WHAT YOU ARE ASKED TO DO:
Starting at the line that contains "target | yellow brake caliper" and ending at the line that contains "(1036, 175)", write out every line again. Add -107 to each coordinate in the points and leave all other text unchanged.

GIVEN DATA:
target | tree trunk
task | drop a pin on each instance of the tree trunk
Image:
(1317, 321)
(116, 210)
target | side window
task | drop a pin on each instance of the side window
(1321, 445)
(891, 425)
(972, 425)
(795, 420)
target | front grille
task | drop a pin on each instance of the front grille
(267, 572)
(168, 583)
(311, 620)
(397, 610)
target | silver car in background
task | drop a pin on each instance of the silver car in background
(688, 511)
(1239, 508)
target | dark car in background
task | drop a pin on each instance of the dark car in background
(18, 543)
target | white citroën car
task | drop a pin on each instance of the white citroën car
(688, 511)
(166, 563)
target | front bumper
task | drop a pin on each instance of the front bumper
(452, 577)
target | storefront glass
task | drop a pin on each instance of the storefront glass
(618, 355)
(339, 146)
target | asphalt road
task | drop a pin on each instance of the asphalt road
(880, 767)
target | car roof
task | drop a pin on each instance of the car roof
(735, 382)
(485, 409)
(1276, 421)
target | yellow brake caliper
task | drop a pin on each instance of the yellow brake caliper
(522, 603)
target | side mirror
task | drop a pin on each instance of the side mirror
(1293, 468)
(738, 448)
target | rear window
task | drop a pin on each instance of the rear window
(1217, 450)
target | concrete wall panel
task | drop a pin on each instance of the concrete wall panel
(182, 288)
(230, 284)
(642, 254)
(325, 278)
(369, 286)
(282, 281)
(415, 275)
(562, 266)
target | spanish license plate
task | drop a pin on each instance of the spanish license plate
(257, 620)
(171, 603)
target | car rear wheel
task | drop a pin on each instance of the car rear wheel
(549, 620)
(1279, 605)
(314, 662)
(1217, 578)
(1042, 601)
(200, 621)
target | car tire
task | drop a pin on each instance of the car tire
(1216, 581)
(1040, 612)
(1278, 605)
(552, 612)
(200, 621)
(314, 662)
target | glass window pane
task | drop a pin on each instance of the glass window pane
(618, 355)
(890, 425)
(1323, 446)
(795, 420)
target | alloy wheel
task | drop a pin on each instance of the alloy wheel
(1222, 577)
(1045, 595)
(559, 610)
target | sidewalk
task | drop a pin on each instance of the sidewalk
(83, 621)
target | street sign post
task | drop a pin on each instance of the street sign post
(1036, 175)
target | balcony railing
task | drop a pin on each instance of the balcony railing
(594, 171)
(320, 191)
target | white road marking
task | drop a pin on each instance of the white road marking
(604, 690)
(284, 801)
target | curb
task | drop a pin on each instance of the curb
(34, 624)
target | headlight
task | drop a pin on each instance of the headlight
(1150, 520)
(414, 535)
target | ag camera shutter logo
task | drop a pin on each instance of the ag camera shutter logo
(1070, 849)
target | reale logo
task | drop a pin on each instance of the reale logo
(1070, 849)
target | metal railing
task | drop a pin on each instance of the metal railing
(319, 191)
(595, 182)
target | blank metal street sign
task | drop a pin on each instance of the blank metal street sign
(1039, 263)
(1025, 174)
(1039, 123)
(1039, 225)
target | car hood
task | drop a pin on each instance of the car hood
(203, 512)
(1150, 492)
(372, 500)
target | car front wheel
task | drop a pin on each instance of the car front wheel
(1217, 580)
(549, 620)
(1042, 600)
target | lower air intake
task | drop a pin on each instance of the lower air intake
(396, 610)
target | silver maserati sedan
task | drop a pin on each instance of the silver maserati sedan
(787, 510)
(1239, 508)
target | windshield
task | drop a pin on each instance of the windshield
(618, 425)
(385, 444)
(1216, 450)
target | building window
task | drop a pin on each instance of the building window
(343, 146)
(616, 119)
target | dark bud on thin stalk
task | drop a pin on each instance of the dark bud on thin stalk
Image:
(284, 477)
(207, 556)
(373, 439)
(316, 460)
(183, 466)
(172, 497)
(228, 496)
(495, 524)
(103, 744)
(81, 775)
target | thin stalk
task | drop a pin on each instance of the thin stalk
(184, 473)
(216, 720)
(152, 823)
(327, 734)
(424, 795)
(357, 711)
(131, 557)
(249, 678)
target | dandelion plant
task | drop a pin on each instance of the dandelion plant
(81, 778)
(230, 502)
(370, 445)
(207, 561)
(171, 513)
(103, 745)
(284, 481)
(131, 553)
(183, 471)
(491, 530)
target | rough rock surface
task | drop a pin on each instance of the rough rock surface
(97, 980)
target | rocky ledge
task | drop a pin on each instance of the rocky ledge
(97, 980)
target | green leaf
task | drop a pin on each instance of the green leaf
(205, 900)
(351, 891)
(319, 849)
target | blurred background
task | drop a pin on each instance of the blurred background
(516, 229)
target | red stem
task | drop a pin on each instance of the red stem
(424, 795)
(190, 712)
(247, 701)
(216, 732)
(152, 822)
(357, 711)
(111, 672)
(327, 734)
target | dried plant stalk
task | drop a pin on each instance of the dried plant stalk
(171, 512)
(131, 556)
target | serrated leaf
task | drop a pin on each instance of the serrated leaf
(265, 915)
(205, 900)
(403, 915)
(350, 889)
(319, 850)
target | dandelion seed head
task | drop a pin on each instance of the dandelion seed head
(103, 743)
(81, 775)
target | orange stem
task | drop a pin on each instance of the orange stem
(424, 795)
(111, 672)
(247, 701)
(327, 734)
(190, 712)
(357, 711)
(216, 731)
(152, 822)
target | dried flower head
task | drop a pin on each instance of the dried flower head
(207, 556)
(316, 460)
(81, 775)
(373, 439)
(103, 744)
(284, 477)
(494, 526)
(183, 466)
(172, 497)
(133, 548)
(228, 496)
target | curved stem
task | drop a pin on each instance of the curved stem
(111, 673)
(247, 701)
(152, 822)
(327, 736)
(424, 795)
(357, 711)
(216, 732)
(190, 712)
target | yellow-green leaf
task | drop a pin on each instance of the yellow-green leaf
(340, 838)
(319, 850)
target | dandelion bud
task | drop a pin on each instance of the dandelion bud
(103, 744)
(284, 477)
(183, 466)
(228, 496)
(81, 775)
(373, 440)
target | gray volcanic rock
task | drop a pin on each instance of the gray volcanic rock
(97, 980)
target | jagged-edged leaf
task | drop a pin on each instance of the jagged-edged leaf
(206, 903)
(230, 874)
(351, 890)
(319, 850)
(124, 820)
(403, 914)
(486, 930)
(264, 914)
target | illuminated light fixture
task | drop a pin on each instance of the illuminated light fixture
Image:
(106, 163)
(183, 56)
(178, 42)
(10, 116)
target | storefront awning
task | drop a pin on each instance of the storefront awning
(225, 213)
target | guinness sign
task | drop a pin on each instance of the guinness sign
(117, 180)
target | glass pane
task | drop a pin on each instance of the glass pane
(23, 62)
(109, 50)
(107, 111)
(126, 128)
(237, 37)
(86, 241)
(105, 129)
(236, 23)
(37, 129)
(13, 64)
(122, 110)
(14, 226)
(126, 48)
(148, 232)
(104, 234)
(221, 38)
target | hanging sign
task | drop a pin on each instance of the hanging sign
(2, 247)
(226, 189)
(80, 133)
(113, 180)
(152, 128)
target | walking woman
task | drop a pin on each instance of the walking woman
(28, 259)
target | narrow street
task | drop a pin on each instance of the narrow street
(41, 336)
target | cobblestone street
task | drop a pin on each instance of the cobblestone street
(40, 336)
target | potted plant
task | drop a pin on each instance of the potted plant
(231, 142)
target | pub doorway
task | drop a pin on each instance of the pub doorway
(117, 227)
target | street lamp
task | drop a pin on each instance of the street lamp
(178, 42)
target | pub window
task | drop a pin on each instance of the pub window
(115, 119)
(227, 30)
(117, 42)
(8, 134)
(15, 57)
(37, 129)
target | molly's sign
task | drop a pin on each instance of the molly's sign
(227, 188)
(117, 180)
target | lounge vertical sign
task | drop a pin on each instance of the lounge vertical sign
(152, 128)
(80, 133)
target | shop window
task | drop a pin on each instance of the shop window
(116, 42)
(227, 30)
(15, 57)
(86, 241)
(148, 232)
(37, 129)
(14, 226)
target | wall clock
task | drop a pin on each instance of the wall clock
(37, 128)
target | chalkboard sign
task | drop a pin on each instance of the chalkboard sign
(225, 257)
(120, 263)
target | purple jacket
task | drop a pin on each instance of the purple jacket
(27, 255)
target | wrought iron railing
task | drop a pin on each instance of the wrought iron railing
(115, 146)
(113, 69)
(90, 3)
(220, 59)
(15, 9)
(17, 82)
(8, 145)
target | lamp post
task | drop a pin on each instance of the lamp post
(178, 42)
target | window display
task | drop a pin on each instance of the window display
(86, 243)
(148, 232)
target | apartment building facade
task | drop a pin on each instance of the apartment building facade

RESPONSE:
target | yellow brake caliper
task | drop a pin on each instance of the yellow brake caliper
(415, 496)
target | side mirror
task | drop a pin on each instance of the side mirror
(1186, 361)
(631, 341)
target | rear window
task | drop a pin on each instance of the rear window
(1110, 343)
target | concrete wall panel
task | drop a pin on each instance of the concrete wall panel
(75, 181)
(123, 177)
(535, 147)
(218, 171)
(262, 179)
(175, 174)
(308, 168)
(455, 159)
target | spanish license plate
task | drop a pin on each instance of the spanish license plate
(150, 513)
(64, 496)
target | car rear wheel
task | drop a pin on each instance of the car rear wheel
(442, 513)
(1172, 498)
(207, 555)
(1110, 471)
(935, 494)
(93, 514)
target | car tire
task | drop a pin on each instance of the car tire
(1109, 474)
(933, 505)
(1171, 498)
(445, 505)
(93, 514)
(207, 555)
target | glass window pane
task | drop a pin on each instance of the glass window pane
(511, 248)
(783, 318)
(1216, 339)
(688, 313)
target | alloy wheel
task | drop a pin on each instance of the alloy wheel
(1115, 470)
(938, 488)
(452, 503)
target | sidewalk
task | drop a pin on each instance of the sidewalk
(-24, 514)
target | street sign post
task | drop a pin on each instance of the street sign post
(929, 68)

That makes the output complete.